## What the exercise asks
How many lines in the listing below contain the word "water"? Reply with the number only.

## Extracted entries
__________________________________________________

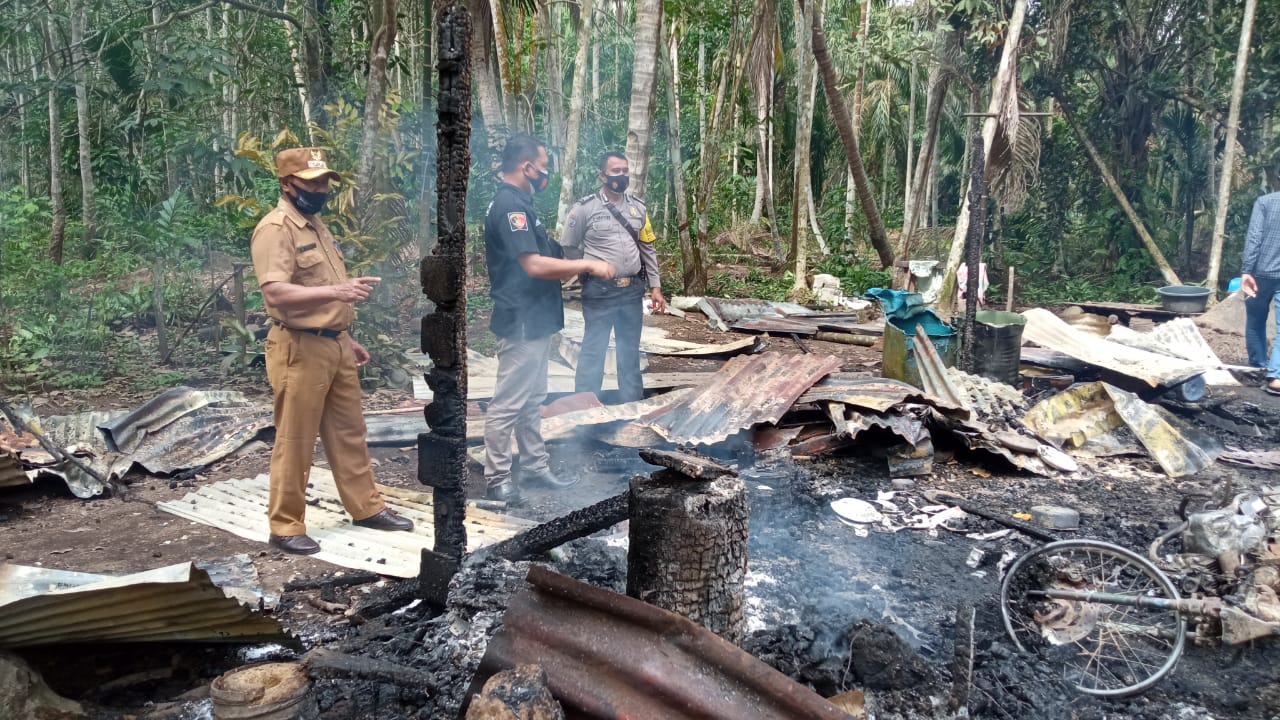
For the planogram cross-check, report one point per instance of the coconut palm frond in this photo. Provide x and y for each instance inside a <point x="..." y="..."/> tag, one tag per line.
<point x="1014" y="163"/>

__________________________________________________

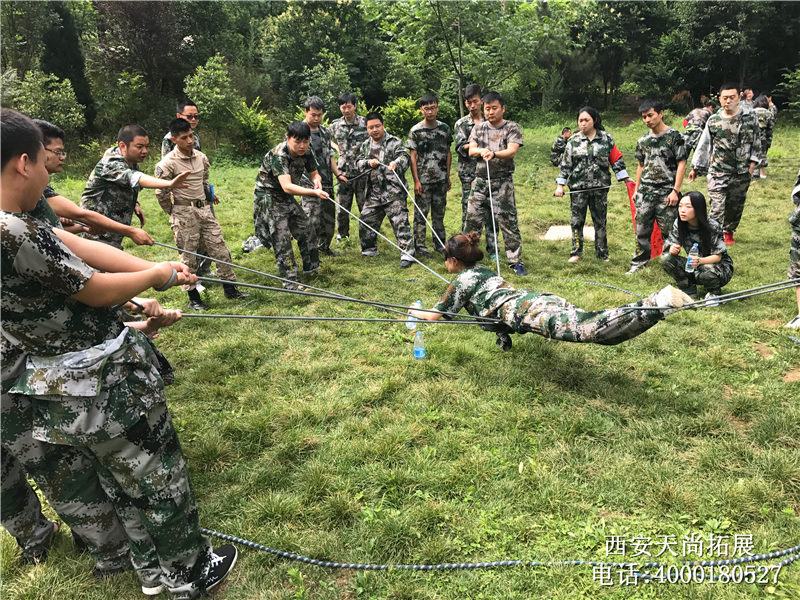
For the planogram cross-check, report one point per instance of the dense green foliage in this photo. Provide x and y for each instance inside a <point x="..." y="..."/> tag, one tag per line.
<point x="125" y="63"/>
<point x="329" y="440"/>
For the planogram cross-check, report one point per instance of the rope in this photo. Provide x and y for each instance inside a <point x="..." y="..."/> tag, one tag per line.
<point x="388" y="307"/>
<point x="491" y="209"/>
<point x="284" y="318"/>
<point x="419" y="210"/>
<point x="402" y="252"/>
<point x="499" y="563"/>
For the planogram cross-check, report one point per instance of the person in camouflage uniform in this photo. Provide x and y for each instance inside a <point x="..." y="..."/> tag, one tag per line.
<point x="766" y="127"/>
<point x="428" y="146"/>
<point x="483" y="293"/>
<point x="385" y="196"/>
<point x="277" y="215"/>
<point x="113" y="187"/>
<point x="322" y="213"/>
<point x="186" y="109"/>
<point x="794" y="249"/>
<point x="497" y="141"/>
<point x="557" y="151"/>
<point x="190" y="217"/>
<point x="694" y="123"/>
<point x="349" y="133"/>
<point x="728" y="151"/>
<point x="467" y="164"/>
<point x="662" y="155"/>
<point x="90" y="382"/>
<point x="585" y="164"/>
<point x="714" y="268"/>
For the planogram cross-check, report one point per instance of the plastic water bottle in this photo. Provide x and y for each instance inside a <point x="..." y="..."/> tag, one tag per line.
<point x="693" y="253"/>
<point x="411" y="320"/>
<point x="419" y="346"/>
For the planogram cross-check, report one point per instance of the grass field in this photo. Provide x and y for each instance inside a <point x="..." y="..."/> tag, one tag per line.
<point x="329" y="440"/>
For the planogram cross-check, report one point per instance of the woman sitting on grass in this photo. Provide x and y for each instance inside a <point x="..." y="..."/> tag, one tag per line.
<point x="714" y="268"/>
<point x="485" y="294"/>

__________________________________________________

## Task solution
1